** Excerpted text **
====

Every decision I make will be determined by a simple principle, that it increases Veterans’ access to care and benefits and improves outcomes for them.
Our highest priorities will be VA’s three core responsibilities: providing all our Veterans timely, world-class health care; ensuring they and their families have access to the benefits they’ve earned; and honoring our Veterans with a final resting place that’s a lasting tribute to their service.
In addition, we’ll do everything in our power to help Veterans get through this pandemic; help them build civilian lives through education and jobs worthy of their skills and service; ensure that VA welcomes all Veterans, including women, Veterans of color and LGBTQ Veterans; work to eliminate Veterans’ homelessness and reduce suicide; and keep faith with their families and caregivers.
Assessments of our efforts will be measured by the outcomes we generate for Veterans and by listening to what Veterans have to say about their experiences. We will be strengthened by the advice and support of Veterans service organizations and by hearing from our partners and respected organizations who share our mission of improving Veterans’ lives.
We’re going to focus on living our core VA I-CARE values in all our interactions. Integrity, Commitment, Advocacy, Respect and Excellence – these values will define who we are, our culture, and how we care for Veterans and other VA colleagues.

====

Stored data entries:

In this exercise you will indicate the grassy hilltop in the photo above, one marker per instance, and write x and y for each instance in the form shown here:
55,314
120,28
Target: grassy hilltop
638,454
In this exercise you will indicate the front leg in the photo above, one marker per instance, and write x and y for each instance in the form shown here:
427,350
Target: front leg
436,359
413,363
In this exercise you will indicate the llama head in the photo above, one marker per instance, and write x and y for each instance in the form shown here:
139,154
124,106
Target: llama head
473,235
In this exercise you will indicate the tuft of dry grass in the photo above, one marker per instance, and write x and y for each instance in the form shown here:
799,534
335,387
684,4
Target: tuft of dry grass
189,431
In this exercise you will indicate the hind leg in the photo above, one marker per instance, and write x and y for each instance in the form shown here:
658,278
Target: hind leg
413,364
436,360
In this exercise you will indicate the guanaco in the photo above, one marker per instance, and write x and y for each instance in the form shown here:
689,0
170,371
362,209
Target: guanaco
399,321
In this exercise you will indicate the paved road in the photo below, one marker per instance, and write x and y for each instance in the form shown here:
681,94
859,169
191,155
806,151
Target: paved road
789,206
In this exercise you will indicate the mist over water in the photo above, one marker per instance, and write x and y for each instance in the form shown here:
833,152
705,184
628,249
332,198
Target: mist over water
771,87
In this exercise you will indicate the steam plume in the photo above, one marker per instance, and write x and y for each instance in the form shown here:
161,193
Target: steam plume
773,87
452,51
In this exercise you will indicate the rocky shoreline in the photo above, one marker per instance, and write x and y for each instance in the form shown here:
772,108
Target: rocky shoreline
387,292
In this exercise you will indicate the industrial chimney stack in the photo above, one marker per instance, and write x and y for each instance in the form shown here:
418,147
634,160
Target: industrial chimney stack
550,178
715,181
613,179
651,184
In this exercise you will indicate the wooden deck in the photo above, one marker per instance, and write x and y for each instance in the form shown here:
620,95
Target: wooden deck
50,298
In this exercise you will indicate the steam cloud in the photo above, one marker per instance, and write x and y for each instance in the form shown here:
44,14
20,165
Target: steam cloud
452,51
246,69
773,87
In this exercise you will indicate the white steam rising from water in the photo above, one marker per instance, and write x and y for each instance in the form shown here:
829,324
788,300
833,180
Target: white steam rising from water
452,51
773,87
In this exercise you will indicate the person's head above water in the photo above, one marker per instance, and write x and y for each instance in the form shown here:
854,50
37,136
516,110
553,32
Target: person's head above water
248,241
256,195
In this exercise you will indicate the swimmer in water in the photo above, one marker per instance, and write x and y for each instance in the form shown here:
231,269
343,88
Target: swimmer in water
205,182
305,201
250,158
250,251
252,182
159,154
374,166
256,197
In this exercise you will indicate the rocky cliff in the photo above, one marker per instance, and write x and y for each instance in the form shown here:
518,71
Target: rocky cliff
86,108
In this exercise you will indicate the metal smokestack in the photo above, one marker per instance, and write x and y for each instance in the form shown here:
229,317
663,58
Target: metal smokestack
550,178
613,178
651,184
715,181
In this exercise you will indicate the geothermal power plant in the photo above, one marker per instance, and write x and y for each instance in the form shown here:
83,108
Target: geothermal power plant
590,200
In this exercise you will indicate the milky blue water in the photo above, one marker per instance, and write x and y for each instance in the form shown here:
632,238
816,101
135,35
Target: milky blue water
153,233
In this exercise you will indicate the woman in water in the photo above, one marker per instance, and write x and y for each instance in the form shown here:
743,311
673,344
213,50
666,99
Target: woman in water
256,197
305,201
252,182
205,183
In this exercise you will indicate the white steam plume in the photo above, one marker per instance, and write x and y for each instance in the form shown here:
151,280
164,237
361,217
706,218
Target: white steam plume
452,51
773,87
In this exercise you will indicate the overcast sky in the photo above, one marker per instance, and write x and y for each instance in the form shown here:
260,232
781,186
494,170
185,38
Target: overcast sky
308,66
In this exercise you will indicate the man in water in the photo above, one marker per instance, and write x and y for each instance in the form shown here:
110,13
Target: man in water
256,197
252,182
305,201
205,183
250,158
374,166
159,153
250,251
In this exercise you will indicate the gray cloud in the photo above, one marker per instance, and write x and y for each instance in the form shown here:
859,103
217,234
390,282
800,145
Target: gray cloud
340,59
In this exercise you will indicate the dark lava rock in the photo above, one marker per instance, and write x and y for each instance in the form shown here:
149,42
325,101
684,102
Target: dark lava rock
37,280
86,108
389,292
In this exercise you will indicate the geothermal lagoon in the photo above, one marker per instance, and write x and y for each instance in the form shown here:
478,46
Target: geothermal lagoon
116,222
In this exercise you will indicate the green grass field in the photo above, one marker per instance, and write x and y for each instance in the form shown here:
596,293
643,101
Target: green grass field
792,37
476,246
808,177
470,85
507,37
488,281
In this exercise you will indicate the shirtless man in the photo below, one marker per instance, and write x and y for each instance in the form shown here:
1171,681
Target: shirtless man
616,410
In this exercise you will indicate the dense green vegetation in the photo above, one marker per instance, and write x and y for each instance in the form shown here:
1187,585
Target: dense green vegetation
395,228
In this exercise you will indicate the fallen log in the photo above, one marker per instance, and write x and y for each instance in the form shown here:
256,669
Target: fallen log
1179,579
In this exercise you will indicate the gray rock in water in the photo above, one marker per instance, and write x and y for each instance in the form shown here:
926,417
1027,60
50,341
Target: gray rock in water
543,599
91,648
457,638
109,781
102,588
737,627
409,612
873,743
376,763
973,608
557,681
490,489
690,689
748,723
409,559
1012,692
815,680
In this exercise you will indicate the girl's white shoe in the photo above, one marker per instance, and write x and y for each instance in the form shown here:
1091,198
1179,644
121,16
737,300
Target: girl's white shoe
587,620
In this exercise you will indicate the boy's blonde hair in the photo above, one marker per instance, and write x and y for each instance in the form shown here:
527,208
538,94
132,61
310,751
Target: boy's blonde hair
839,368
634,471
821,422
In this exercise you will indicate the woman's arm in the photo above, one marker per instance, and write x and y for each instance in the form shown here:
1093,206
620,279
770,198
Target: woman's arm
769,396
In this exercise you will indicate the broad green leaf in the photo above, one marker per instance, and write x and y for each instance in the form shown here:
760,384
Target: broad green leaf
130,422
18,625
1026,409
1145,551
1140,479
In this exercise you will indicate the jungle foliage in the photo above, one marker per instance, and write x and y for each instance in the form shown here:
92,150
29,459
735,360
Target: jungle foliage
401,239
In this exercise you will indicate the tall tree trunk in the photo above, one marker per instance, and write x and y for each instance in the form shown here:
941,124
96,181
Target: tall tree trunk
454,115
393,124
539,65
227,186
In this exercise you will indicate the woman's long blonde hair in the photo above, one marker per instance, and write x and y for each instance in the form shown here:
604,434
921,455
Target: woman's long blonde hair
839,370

====

** Brief A **
According to the statement, what values do the letters of I-CARE stand for?
** Brief B **
Please reproduce word for word everything in the statement from "Our highest priorities" down to "families and caregivers.".
The lines are separate material and have no connection to the statement.

** Task output A **
Integrity, Commitment, Advocacy, Respect and Excellence.

** Task output B **
Our highest priorities will be VA’s three core responsibilities: providing all our Veterans timely, world-class health care; ensuring they and their families have access to the benefits they’ve earned; and honoring our Veterans with a final resting place that’s a lasting tribute to their service.
In addition, we’ll do everything in our power to help Veterans get through this pandemic; help them build civilian lives through education and jobs worthy of their skills and service; ensure that VA welcomes all Veterans, including women, Veterans of color and LGBTQ Veterans; work to eliminate Veterans’ homelessness and reduce suicide; and keep faith with their families and caregivers.